** EXTRACTED INFORMATION follows **

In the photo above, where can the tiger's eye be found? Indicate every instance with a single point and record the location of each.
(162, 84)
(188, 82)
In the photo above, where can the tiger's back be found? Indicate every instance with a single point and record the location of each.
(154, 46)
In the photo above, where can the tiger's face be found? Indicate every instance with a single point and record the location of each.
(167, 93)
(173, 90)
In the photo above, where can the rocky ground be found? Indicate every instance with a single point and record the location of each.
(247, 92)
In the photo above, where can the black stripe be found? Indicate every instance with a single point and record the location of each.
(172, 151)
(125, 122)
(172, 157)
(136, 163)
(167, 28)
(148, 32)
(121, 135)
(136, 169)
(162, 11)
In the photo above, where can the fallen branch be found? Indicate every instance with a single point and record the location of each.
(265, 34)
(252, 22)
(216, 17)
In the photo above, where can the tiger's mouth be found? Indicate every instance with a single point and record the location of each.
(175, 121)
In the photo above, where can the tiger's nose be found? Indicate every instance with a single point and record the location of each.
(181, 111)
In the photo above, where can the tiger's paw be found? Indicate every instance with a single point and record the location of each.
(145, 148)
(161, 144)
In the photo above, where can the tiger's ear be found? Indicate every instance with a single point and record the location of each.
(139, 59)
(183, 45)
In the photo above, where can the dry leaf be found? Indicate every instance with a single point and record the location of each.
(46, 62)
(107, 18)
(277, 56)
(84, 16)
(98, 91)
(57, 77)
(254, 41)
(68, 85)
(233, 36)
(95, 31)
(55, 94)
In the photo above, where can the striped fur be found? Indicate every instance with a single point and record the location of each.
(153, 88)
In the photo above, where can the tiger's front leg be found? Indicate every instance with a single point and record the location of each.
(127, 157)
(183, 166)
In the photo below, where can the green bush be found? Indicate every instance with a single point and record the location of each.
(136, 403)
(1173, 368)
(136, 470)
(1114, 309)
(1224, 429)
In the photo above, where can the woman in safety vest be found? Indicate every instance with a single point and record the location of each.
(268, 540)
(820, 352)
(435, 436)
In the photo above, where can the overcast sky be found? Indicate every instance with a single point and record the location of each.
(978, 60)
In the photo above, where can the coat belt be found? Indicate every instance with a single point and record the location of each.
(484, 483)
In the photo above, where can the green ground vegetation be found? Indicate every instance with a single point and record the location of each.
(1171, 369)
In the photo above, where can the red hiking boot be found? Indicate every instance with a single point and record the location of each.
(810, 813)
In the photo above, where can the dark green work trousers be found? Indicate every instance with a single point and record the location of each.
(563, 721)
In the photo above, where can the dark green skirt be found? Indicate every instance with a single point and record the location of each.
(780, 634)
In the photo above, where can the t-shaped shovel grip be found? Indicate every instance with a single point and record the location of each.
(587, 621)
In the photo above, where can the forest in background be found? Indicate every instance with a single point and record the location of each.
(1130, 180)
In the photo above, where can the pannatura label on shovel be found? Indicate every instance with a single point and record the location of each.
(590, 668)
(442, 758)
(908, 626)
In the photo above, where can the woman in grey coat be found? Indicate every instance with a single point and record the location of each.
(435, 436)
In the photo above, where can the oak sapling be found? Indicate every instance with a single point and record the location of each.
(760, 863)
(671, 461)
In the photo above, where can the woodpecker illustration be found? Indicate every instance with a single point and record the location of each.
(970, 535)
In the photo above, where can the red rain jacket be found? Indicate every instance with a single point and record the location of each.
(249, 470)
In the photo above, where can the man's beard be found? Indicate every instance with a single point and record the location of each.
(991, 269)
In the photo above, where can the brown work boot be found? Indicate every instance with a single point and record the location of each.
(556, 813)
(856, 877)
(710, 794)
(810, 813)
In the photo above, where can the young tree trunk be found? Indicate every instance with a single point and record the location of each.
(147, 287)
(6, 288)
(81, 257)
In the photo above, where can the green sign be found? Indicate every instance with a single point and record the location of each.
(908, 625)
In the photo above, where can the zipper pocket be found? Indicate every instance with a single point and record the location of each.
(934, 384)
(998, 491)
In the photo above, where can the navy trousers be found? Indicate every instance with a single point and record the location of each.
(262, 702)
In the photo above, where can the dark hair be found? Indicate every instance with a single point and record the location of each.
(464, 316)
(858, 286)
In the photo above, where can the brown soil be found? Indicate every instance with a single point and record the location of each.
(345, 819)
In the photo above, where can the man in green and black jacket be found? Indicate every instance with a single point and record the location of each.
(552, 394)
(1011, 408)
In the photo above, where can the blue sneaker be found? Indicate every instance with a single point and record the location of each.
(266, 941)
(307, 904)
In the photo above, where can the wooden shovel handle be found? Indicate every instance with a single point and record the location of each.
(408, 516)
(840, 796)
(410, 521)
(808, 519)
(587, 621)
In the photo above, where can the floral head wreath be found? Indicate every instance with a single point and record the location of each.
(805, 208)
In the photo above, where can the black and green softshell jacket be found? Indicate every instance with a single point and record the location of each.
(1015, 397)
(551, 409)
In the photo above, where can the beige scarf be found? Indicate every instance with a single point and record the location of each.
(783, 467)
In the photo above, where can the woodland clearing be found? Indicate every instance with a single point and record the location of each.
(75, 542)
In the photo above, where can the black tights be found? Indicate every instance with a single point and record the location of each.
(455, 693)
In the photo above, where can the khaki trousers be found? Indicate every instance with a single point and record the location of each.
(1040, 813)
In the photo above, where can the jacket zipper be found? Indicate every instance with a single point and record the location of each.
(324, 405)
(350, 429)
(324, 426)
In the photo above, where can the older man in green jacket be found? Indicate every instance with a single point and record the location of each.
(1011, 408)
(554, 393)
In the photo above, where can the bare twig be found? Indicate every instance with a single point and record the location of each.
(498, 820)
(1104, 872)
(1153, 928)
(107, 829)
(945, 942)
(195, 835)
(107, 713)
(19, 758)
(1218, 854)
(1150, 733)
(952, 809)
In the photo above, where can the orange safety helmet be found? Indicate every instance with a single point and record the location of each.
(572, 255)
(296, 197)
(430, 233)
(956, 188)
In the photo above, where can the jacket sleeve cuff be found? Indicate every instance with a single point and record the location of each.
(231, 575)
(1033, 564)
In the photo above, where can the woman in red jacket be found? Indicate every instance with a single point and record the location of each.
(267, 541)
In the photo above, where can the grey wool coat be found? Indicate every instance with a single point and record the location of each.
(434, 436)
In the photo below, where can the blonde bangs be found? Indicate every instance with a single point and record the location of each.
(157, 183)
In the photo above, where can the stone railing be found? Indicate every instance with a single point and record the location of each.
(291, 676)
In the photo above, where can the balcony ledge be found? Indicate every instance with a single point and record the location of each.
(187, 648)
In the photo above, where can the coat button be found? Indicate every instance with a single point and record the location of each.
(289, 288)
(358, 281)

** End of EXTRACTED INFORMATION **

TASK: Go through the listing above and reproduce all of it exactly.

OUTPUT FOR THIS TASK:
In the photo above, where can the tiger's eye be found? Indicate every instance with a single point and record the location of each.
(162, 84)
(188, 82)
In the photo above, where can the tiger's back be found? Indicate every instance with a single point and record the location of each.
(154, 46)
In the photo above, where can the tiger's face be found? Indicate every instance with a single point and record the location of each.
(167, 93)
(173, 90)
In the photo above, where can the rocky ground be found? Indicate every instance with a single point and record the location of each.
(247, 92)
In the photo above, where can the black stripe be found? Indicate every instance with a single point and record the location of each.
(172, 151)
(125, 122)
(172, 157)
(136, 163)
(167, 28)
(148, 32)
(121, 135)
(136, 169)
(162, 11)
In the photo above, where can the fallen branch be found? Indicate every instance with a single point and record the location of each.
(265, 34)
(252, 22)
(216, 17)
In the photo above, where can the tiger's mouth be found? Indicate every instance with a single point and record the location of each.
(175, 121)
In the photo above, where can the tiger's nose be found? Indicate every instance with a single point and record the location of each.
(181, 111)
In the photo above, where can the tiger's paw be found? Indicate every instance with a single point and record the location of each.
(145, 148)
(161, 144)
In the photo above, where can the tiger's ear be found? Indicate every instance with a single point and record the location of each.
(139, 59)
(183, 45)
In the photo above, where can the dry leaf be found? Indicate every instance with a single point and record the location of each.
(46, 62)
(107, 18)
(277, 56)
(84, 16)
(98, 91)
(57, 77)
(254, 41)
(68, 85)
(233, 36)
(95, 31)
(55, 94)
In the photo above, where can the striped fur be found? Indicate every instance with a single point and record the location of each.
(153, 88)
In the photo above, where can the tiger's front leg be found? Indicate every instance with a single point and record the location of each.
(127, 157)
(183, 166)
In the photo below, where can the green bush be found? Indicate every instance with a single point and record the location of each.
(136, 403)
(1173, 368)
(136, 470)
(1114, 309)
(1224, 429)
In the photo above, where can the woman in safety vest be found? Indicate every instance with a single point and record the location of each.
(268, 540)
(820, 352)
(435, 436)
In the photo above, where can the overcast sky be found? Indicate every instance with a single point and record the location of each.
(978, 60)
In the photo above, where can the coat belt be found? Indicate every instance with a single point and record the location of each.
(484, 483)
In the photo above, where can the green ground vegetation be found? Indicate every instance with a single point and record the location of each.
(1171, 369)
In the photo above, where can the red hiking boot be found? Indicate every instance with a single point and record the location of each.
(810, 813)
In the photo above, where can the dark green work trousers be found? Indicate every instance with a single point and record the location of each.
(563, 721)
In the photo above, where can the dark green skirt be found? Indicate every instance with a single point and record the location of each.
(780, 634)
In the photo above, where can the t-shaped shovel grip be found? Indicate every instance with a single point and record the location of each.
(587, 621)
In the photo above, where can the forest in background be found? Indicate every instance with a single point and record the location of each.
(1130, 180)
In the photo above, where can the pannatura label on shovel be found? Indicate every instance with a single point and record the location of each.
(590, 668)
(442, 758)
(908, 626)
In the photo above, where can the woman in grey coat be found? Indicate every instance with a single point and record the location of each.
(435, 436)
In the photo above, where can the oak sapling be found? Indicate every instance with a single point and record the location of each.
(760, 863)
(671, 461)
In the photo above, where can the woodpecker illustration be found? Indicate every instance with a single point and record the location of each.
(970, 535)
In the photo above, where can the red rain jacket be found? Indicate every instance with a single point and record the location of each.
(249, 470)
In the photo above, where can the man's beard be found? Indicate every instance with a single point and record the location of each.
(991, 269)
In the photo above, where can the brown work boot be found? Indicate every instance with a single point and record the location of each.
(556, 813)
(856, 877)
(710, 794)
(810, 813)
In the photo above, where can the young tree trunk be found? Indicate every instance with a single point and record the location of each.
(147, 287)
(6, 288)
(81, 257)
In the photo above, where can the green sign be found? Indicate every instance with a single point and record the location of each.
(908, 625)
In the photo above, where can the zipper pocket be found? Indicate every instance with a single point and record the location of each.
(934, 384)
(998, 491)
In the photo above, where can the navy trousers be found? Indicate every instance with a single point and record the location of each.
(262, 702)
In the photo above, where can the dark hair be found? Indicate every instance with a single point and record the location of each.
(464, 316)
(858, 286)
In the photo above, where can the brown soil be found? Indicate every instance with a single point and record the location of each.
(345, 819)
In the photo above, where can the man in green and black jacket be found? Indicate every instance with a single point and record the location of each.
(552, 394)
(1011, 408)
In the photo above, where can the blue sneaker be found? Indicate every instance with a single point and record the location of each.
(266, 941)
(307, 904)
In the photo above, where can the wooden shovel handle be found? Indicate every instance with a single point and record the location of each.
(408, 516)
(840, 796)
(410, 521)
(808, 519)
(587, 621)
In the photo above, where can the floral head wreath be found? Indicate every instance with a single point and record the location of each.
(805, 208)
In the photo above, where can the black and green softshell jacket be found? Indicate every instance with a single point and record the location of each.
(1015, 397)
(551, 409)
In the photo above, where can the beige scarf be found? Indicate every instance with a single point and record the location of each.
(783, 467)
In the photo above, where can the woodland clearing be found? Indicate every instance with a single point and record the location of each.
(75, 542)
In the photo above, where can the black tights be found? Indicate every instance with a single point and record the location of each.
(455, 693)
In the photo above, where can the khaki trousers be found? Indicate every instance with a single point and record the location of each.
(1040, 813)
In the photo above, where can the jacket zipper be found? Indicate every instance with a single point and record the location of each.
(324, 405)
(350, 429)
(324, 426)
In the photo above, where can the older man in green jacket be found? Indicate every instance with a single point and record the location of each.
(1011, 408)
(554, 393)
In the photo above, where can the bare twig be found? Indicate every instance with a single point and record the location of each.
(498, 820)
(1104, 872)
(1153, 928)
(107, 829)
(945, 942)
(195, 835)
(107, 713)
(19, 758)
(1218, 854)
(1150, 733)
(952, 809)
In the photo above, where can the orange safety helmet be found? Indicate every instance with a single point and record the location of each.
(572, 255)
(296, 197)
(430, 233)
(956, 188)
In the photo above, where can the jacket sleeve cuff be found? Indicate every instance with a single point and record the location of each.
(231, 575)
(1033, 564)
In the photo above, where can the woman in red jacket be found? Indicate every instance with a single point and record the location of each.
(267, 541)
In the photo above, where can the grey wool coat be found? Indicate every instance with a single point and record the location of each.
(434, 436)
In the photo below, where can the blonde bangs be found? Indicate every instance with a single point and record the location of each.
(157, 183)
In the photo above, where can the stone railing be found? Indicate every instance with a single point and record the location of each.
(291, 676)
In the photo above, where can the balcony ledge be found? Indicate every instance with a single point and record the location of each.
(187, 648)
In the photo above, where can the coat button be found? Indicate every instance with a single point and record the location of each.
(289, 288)
(358, 281)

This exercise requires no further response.